Saved data entries:
/---

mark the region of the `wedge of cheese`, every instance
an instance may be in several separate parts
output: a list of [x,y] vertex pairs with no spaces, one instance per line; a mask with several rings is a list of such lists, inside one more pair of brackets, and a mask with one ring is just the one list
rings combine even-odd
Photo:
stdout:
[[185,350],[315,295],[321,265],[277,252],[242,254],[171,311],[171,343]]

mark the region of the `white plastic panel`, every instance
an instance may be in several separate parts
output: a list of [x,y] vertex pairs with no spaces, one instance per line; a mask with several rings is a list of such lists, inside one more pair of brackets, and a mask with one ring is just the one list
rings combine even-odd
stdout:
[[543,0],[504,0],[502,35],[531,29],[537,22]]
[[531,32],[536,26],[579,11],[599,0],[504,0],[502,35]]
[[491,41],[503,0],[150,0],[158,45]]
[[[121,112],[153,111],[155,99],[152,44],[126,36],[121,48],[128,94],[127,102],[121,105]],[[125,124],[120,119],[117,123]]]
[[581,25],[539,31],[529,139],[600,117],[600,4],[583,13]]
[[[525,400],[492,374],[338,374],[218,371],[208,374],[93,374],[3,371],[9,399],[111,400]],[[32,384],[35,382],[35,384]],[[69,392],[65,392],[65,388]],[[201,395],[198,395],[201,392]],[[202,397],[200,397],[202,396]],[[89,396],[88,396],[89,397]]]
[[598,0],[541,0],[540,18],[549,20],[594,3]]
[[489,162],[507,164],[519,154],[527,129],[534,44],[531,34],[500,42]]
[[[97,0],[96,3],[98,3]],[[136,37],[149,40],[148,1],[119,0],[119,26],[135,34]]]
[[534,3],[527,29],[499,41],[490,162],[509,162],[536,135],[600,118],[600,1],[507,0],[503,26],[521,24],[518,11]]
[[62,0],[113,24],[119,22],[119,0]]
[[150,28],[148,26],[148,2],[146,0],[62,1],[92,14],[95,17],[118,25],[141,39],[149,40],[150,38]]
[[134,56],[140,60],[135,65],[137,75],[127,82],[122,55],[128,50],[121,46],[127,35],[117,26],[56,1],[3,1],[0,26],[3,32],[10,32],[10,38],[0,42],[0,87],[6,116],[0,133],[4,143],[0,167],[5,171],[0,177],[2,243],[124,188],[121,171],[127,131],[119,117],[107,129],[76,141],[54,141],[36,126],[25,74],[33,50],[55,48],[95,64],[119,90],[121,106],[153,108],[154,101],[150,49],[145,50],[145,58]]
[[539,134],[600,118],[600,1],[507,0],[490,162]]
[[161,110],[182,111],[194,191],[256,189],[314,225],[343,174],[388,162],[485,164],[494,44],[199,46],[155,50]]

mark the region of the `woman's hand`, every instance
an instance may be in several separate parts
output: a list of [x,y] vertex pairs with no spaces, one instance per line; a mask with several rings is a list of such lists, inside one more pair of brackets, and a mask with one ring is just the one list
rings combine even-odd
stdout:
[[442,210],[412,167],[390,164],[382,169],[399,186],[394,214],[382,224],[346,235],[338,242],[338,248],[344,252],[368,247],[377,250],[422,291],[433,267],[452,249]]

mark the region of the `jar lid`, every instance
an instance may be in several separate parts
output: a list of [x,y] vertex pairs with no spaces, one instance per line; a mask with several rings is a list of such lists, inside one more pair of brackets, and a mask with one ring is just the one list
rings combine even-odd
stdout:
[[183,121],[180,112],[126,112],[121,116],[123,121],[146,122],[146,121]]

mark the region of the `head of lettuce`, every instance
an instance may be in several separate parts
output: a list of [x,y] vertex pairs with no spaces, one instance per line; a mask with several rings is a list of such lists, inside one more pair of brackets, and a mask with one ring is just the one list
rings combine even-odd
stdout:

\---

## Task details
Work through the records line by line and tally those that include the word "every". Give the number alone.

## Answer for this exercise
5